**Data for analysis:**
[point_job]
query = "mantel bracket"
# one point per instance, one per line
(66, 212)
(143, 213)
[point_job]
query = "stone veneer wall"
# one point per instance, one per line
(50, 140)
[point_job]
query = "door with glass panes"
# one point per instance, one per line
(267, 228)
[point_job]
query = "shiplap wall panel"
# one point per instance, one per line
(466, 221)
...
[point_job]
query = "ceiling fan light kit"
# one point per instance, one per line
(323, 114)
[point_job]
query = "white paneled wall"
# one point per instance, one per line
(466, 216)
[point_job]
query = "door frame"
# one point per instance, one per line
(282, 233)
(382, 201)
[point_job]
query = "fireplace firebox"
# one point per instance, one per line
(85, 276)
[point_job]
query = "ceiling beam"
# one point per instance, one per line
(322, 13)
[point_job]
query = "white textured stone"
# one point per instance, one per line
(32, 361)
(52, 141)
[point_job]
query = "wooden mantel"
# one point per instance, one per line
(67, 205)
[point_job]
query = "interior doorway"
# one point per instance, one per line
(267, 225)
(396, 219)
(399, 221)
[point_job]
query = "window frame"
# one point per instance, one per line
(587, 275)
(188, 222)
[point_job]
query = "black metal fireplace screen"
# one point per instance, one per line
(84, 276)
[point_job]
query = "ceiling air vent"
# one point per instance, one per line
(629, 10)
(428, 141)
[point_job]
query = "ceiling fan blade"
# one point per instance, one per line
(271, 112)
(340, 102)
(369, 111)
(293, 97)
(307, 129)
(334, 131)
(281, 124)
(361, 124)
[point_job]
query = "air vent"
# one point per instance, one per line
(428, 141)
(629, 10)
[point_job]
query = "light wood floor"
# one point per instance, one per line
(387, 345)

**Work to be completed:** Filter the listing above by the word "fireplace"; copy each line that passes.

**Problem solution:**
query = "fireplace firebox"
query = "black metal fireplace screen"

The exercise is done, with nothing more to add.